Data for processing:

....

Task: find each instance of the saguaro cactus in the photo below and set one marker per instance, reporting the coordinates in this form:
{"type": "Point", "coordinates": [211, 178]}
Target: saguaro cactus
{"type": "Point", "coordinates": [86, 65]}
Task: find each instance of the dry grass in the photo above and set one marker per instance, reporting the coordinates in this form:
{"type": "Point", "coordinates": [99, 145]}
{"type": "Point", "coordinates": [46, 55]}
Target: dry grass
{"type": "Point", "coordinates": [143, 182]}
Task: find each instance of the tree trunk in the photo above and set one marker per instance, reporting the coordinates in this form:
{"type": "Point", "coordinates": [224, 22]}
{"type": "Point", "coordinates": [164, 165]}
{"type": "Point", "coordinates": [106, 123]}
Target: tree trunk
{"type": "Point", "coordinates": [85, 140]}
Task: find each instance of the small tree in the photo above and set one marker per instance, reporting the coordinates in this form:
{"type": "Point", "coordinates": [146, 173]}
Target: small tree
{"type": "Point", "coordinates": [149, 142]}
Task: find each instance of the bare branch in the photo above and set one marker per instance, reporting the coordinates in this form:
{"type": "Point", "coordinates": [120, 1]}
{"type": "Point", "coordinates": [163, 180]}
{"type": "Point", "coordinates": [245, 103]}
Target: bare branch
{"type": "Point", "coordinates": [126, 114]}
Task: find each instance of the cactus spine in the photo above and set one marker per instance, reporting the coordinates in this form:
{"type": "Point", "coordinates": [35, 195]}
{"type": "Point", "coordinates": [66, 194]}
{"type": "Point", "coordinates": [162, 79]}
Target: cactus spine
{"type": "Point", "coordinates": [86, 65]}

....

Problem: Copy all of the records above word for word, keeping every line and its order unchanged.

Solution for this exercise:
Task: find each instance of the saguaro cactus in the photo below and set one marker per instance, reporting the coordinates in this form:
{"type": "Point", "coordinates": [211, 178]}
Target: saguaro cactus
{"type": "Point", "coordinates": [86, 65]}
Task: find each instance of the dry grass in the photo above and set one marker per instance, reporting the coordinates in this form:
{"type": "Point", "coordinates": [99, 145]}
{"type": "Point", "coordinates": [46, 55]}
Target: dry grass
{"type": "Point", "coordinates": [143, 182]}
Task: find each instance of the tree trunk in the photo above and set one marker per instance, reporting the coordinates in this form:
{"type": "Point", "coordinates": [224, 22]}
{"type": "Point", "coordinates": [164, 165]}
{"type": "Point", "coordinates": [106, 123]}
Target: tree trunk
{"type": "Point", "coordinates": [85, 140]}
Task: find each instance of the small tree in the photo above and set one marker per instance, reporting the coordinates in this form:
{"type": "Point", "coordinates": [146, 173]}
Target: small tree
{"type": "Point", "coordinates": [149, 142]}
Task: find each instance of the bare branch in the photo above and set one marker per instance, reporting the coordinates in this form:
{"type": "Point", "coordinates": [120, 1]}
{"type": "Point", "coordinates": [163, 180]}
{"type": "Point", "coordinates": [245, 103]}
Target: bare branch
{"type": "Point", "coordinates": [126, 114]}
Task: find each instance of the cactus spine in the photo above and set one marker per instance, reporting the coordinates in this form:
{"type": "Point", "coordinates": [35, 195]}
{"type": "Point", "coordinates": [66, 194]}
{"type": "Point", "coordinates": [162, 79]}
Target: cactus spine
{"type": "Point", "coordinates": [86, 65]}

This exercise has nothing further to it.